◆ WHAT THIS TASK INVOLVES: The records that follow need to be output exactly as they are.

[Records drawn from a dataset]

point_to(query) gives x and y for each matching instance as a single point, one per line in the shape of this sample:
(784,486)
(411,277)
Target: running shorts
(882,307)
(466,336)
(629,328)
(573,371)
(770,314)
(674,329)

◆ SOLUTION TO THE PROBLEM:
point_to(query) gives x and y for each matching instance as a single point, one per line in the shape of this sample:
(784,486)
(411,277)
Target: running shorts
(882,307)
(466,336)
(629,328)
(573,371)
(770,314)
(674,329)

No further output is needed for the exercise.